Point-based annotation data
--------------------------------------------------

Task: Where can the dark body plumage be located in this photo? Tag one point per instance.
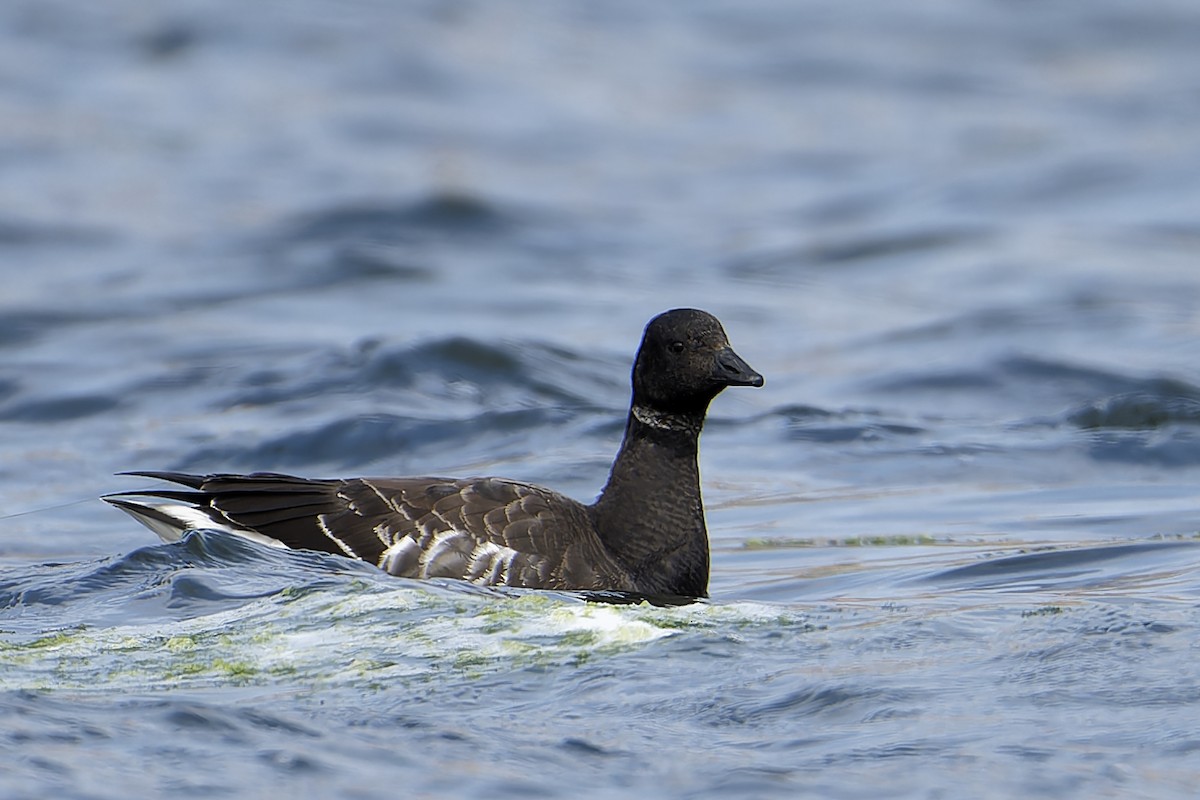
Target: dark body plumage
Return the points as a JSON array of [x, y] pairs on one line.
[[645, 534]]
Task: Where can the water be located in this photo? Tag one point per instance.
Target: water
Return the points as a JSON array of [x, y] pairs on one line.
[[954, 537]]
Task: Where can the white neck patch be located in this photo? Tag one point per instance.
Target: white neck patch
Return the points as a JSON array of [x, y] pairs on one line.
[[665, 421]]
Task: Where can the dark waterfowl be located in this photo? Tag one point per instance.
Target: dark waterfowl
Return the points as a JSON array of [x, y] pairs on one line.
[[645, 534]]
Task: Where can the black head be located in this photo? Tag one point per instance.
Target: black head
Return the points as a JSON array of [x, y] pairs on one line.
[[684, 361]]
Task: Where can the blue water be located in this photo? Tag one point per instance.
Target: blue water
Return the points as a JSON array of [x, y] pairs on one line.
[[954, 537]]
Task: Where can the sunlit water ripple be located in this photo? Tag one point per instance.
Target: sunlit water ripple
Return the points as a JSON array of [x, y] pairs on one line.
[[954, 537]]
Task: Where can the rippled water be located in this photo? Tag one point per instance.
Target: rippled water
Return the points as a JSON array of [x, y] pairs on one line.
[[955, 539]]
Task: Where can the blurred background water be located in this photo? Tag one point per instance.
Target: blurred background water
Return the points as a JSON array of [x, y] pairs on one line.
[[954, 536]]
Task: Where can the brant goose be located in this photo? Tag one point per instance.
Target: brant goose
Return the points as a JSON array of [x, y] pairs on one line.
[[643, 535]]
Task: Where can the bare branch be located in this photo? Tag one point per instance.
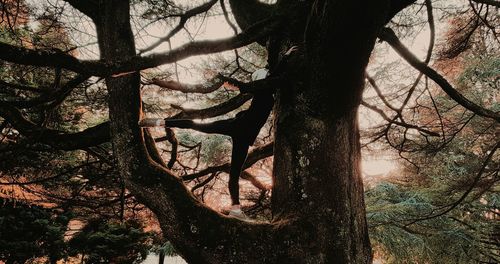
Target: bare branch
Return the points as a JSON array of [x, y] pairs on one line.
[[183, 19], [390, 37], [58, 139], [203, 88], [488, 2], [52, 58], [88, 7], [255, 155], [397, 6], [214, 111]]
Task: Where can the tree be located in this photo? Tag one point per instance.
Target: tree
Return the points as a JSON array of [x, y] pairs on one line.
[[317, 197]]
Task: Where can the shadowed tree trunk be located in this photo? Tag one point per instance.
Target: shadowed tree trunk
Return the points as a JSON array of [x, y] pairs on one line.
[[317, 201]]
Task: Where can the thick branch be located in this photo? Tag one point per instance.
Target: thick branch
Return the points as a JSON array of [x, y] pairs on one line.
[[397, 6], [255, 155], [249, 12], [66, 141], [390, 37], [203, 88], [267, 84], [183, 19], [53, 98], [87, 7], [59, 59], [217, 110]]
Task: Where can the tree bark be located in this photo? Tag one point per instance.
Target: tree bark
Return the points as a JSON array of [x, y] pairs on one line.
[[317, 201]]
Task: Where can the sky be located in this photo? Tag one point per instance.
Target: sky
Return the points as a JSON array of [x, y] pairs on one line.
[[214, 27]]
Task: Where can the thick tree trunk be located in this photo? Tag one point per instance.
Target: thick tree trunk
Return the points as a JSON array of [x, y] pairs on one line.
[[317, 197]]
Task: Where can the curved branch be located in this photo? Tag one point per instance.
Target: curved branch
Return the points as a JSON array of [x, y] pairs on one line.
[[396, 6], [203, 88], [60, 140], [54, 58], [183, 19], [255, 155], [87, 7], [390, 37], [249, 12], [51, 99], [217, 110]]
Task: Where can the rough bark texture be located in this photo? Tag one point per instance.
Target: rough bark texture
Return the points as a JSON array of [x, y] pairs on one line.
[[317, 201]]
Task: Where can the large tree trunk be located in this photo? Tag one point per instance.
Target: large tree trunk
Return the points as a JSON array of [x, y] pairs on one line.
[[317, 201]]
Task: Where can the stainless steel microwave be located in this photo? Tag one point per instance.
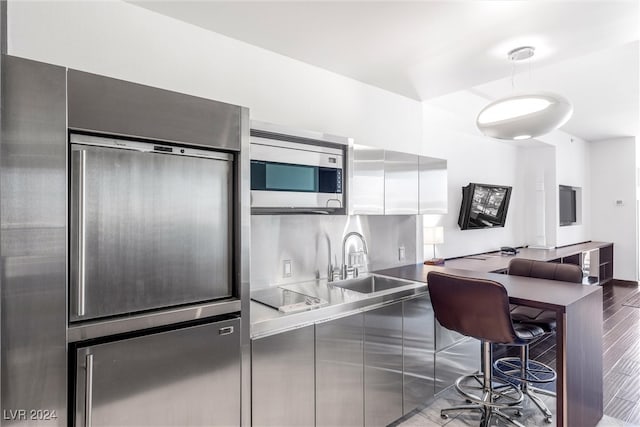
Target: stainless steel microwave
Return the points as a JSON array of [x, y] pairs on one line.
[[296, 177]]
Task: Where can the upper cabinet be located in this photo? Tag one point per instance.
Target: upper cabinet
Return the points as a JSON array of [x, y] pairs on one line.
[[384, 182], [400, 183], [366, 177], [433, 185]]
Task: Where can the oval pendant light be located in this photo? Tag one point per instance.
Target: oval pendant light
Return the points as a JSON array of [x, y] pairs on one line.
[[524, 116]]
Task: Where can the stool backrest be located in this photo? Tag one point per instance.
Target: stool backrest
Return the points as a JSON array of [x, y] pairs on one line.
[[545, 270], [473, 307]]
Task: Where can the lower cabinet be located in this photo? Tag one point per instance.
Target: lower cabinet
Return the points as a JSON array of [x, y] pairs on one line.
[[419, 348], [282, 376], [383, 365], [339, 372], [365, 369]]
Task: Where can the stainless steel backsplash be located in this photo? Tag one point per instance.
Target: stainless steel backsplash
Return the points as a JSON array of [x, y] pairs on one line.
[[307, 240]]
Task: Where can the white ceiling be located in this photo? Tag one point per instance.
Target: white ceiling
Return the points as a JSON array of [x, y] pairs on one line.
[[585, 50]]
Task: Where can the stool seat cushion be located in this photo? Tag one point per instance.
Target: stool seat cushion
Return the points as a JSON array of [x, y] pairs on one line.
[[545, 319], [527, 331]]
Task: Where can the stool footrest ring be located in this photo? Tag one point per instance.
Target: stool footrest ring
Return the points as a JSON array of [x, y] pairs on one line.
[[536, 372], [503, 394]]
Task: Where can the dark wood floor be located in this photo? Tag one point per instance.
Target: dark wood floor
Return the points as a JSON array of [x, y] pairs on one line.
[[621, 351]]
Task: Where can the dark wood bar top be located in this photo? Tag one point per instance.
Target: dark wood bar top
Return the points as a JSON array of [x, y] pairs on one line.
[[495, 261], [578, 310], [549, 294]]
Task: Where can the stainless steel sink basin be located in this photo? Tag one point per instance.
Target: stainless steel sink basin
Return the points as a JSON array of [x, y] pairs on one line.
[[370, 284]]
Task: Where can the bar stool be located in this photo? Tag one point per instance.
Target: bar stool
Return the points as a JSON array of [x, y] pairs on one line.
[[480, 309], [522, 370]]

--------------------------------------------------

#### [Given task]
Strip out the images, then output the records above word for word.

#### [Solution for this exercise]
Task: Where can the dark body plumage be located in this photo? Tag one point per instance.
Target: dark body plumage
Return the points as a JSON array of [x, y] pairs on one line.
[[645, 534]]
Task: Where can the water be located in this photo? Tag one point per instance.
Target: water
Return the points as a JSON array of [x, y] pairs on one line.
[[954, 537]]
Task: Where can the white neck patch be located in this photo? Tag one point per instance.
Target: white neck patch
Return the points as a JSON array of [x, y] pairs on one line.
[[665, 421]]
Task: Where can the dark waterfowl be located in this photo? Tag one point per instance.
Target: dark waterfowl
Return the points as a JSON array of [x, y] pairs on one line.
[[645, 534]]
Task: Where can the black head be located in this photo? Tag one point per instance.
Target: black head
Return the points as a JSON array of [x, y] pairs on one line.
[[684, 361]]
Task: Where can the blue water be located in this photo? Tag one point per instance.
Target: blue water
Return the points as a JSON array of [x, y] pairs on one line.
[[954, 537]]
Task: Where can the sunlit water ripple be located in this photo? Tag one point per instance.
Target: sunlit water ripple
Return the points as a JSON array of [x, y] pairs on one line.
[[954, 537]]
Task: Where can the rippled water be located in this photo? Tag one point per instance.
Target: rippled water
Return the points as a JSON array of [x, y] pairs on one line.
[[955, 539]]
Task: Where can the blurred background water be located in this photo? Tag one point per instance.
Target: blurred background water
Return the points as a JSON array of [x, y] pairs on one line.
[[954, 536]]
Task: Where can the brant goose be located in this photo? Tag one point per instance.
Target: brant goose
Return the points as a JSON array of [x, y] pairs on one line.
[[643, 535]]
Task: Where can the bare branch be located in this photo? Tag one point per instance.
Target: bare branch
Return the points as a JSON array of [x, y] pairs on one line.
[[183, 19], [390, 37], [58, 139], [203, 88], [488, 2], [52, 58], [88, 7], [255, 155], [397, 6], [214, 111]]
Task: Where can the tree be located in this photo? Tag one point per instance.
Target: tree
Return the points as a JSON array of [x, y] pairs on one line.
[[317, 197]]
Task: Where can the shadowed tree trunk be located in this photo? Tag one point per instance.
Target: shadowed tree trunk
Return the points as a JSON array of [x, y] pairs on one line.
[[317, 201]]
Task: Where can the thick branch be located in this photo? Tag one point per instance.
Target: thick branch
Return the points as a JSON array of [x, y] pairs on one line.
[[397, 6], [255, 155], [249, 12], [66, 141], [390, 37], [203, 88], [267, 84], [183, 19], [53, 98], [87, 7], [59, 59], [217, 110]]
Task: Where can the tree bark be located in this photo? Tag one point per instance.
Target: tree bark
Return the points as a JSON array of [x, y] pairs on one line.
[[317, 201]]
Task: Where can the sky be located in this photo? Tag one point per instance.
Target: sky
Return the points as a JSON array of [x, y] pairs on one line.
[[214, 27]]
Task: Where can the thick tree trunk be located in this photo? Tag one point per instance.
Target: thick tree trunk
Return the points as a JSON array of [x, y] pairs on one line.
[[317, 197]]
Task: Where can the curved branch be located in this photo? Tag one point per instance.
Target: curved branch
Return the points as a JSON array of [x, y] pairs on one line.
[[396, 6], [203, 88], [60, 140], [54, 58], [183, 19], [255, 155], [87, 7], [390, 37], [249, 12], [51, 99], [217, 110]]
Task: Where can the rough bark texture be located in this photo? Tag one point per instance.
Target: rough bark texture
Return the points as a JSON array of [x, y] pairs on one line.
[[317, 201]]
Task: Where can the large tree trunk be located in this photo? Tag one point per instance.
Target: large tree trunk
Return the points as a JSON array of [x, y] pairs on one line.
[[317, 201]]
Task: Where can the stainless steel microwave be located in this photo? Tag one point per instance.
Target: stainless steel microwave
Return the points as a JSON array of [x, y] pairs on one line.
[[296, 177]]
Task: Where can the upper cabinet be located in this photo? Tag one point per instance.
Target: upper cabinet
Return the points as a JSON array of [x, y] pairs on one line.
[[384, 182], [400, 183], [366, 177], [433, 185]]
Task: Where can the oval pendant light be located in this photo? Tag one point per instance.
Target: oval pendant light
Return the points as a JSON array of [x, y] pairs on one line.
[[524, 116]]
Task: Where can the stool backrest be located in this photo? Tag one point per instance.
Target: stool backrest
Return the points as a JSON array of [x, y] pairs on one line.
[[545, 270], [473, 307]]
Task: Where can the lower cabinet be located in this photo? Tag one point per instance.
Target: lower cabinet
Return the points as a JSON array of [x, y] pairs on one line.
[[419, 348], [282, 376], [383, 365], [339, 372], [365, 369]]
Task: Where can the stainless steel backsplash be located in this photo? Tag one point per instance.
Target: stainless steel backsplash
Return the points as a JSON array of [x, y] pairs on one line.
[[307, 240]]
Task: Where can the white ceiling be located in this photo? Tag one point per instance.
Target: white ceiling
Return the points as a JSON array of [x, y] pairs on one line.
[[585, 50]]
Task: Where can the stool seat cushion be located in this photo? Tag one point per instance.
Target: stool seat cushion
Return the points as a JSON array of [x, y] pairs on one line.
[[545, 319], [527, 331]]
Task: Where can the stool footrest ring be located in this photo? Tag one point per instance.
Target: stool footrest ring
Return the points as a JSON array of [x, y] pairs on one line.
[[536, 372], [503, 394]]
Task: Where can the dark wood floor be located in this photo? Tag one point per instance.
Target: dark wood floor
Return the points as a JSON array of [x, y] pairs on one line.
[[621, 351]]
Task: Where can the dark wood bar top be located in this photo? Tag one point per instance.
Target: dark wood bar top
Return the points as a JSON array of [x, y] pairs on one line.
[[495, 261], [578, 310], [549, 294]]
Task: Where can the stainless steel sink basin be located in this photo? Tag one point per instance.
Target: stainless steel sink basin
Return the points as a JSON array of [x, y] pairs on one line.
[[370, 284]]
Task: Where can the bar stool be located in this photo? Tag one point per instance.
Target: bar stool
Return the points as a JSON array of [x, y] pairs on one line.
[[480, 309], [522, 370]]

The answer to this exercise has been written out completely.